*Document section*.
......

Phase Unwrapping Algorithm for Distributed Acoustic Sensing Based on Unlimited Sampling and Phase Diversity

• Published in: IEEE sensors journal Vol. 25; no. 10; pp. 17102 - 17109
• Main Authors: Dureck, Eduardo H., Gomes, Danilo F., Weber, Guilherme H., Brusamarello, Beatriz, Passarin, Thiago A. R., Martelli, Cicero, Pipa, Daniel R., Cardozo da Silva, Jean Carlos
• Format: Journal Article
• Language: English
• Published: New York IEEE 15.05.2025; The Institute of Electrical and Electronics Engineers, Inc. (IEEE)

......

*What is being asked*.
Please sum up the publication record above in two sentences.

......

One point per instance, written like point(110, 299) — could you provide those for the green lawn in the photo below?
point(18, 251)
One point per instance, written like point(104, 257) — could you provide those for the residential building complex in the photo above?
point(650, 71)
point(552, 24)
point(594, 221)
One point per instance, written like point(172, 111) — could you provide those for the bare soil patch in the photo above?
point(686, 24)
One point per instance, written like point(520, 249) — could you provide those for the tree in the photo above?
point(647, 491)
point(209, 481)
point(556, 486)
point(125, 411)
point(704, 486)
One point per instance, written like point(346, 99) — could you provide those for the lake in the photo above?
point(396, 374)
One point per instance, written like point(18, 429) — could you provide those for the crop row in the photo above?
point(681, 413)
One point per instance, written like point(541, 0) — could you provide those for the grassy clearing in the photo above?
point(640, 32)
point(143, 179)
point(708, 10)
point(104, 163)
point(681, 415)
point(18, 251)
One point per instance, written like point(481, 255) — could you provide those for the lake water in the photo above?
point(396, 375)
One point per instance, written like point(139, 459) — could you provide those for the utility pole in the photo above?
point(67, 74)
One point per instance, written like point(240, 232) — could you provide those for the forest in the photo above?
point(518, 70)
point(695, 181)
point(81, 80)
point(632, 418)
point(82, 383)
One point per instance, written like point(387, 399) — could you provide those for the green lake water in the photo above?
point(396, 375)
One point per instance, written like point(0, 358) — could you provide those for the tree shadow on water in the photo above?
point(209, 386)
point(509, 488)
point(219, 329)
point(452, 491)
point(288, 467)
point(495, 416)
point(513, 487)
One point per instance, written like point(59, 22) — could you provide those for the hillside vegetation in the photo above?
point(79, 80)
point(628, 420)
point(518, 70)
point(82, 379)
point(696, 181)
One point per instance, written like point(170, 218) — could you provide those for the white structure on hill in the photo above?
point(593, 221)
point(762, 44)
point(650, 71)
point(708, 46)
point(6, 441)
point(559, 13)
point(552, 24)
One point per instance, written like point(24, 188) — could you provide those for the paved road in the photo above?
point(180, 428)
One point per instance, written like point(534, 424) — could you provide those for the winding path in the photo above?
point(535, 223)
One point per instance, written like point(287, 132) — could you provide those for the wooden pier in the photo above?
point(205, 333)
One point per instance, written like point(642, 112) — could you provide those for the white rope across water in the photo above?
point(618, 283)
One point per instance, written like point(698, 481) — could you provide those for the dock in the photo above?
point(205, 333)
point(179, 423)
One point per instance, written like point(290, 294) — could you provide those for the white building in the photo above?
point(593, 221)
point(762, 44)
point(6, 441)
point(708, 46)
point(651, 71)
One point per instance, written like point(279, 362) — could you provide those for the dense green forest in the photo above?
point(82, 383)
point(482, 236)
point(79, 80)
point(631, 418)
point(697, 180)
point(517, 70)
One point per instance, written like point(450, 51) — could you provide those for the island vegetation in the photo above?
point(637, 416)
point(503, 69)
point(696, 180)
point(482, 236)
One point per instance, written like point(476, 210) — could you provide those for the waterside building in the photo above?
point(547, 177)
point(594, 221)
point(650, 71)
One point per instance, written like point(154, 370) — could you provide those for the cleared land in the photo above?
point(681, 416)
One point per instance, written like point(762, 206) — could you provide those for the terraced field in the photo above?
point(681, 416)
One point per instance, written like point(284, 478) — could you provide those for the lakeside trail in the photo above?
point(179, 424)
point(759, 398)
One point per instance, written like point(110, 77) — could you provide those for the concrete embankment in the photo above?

......

*Answer section*.
The publication record lists an English-language journal article titled "Phase Unwrapping Algorithm for Distributed Acoustic Sensing Based on Unlimited Sampling and Phase Diversity," by Eduardo H. Dureck, Danilo F. Gomes, Guilherme H. Weber, Beatriz Brusamarello, Thiago A. R. Passarin, Cicero Martelli, Daniel R. Pipa, and Jean Carlos Cardozo da Silva. It appeared in IEEE sensors journal, Vol. 25, no. 10, pp. 17102-17109, published by IEEE in New York on May 15, 2025.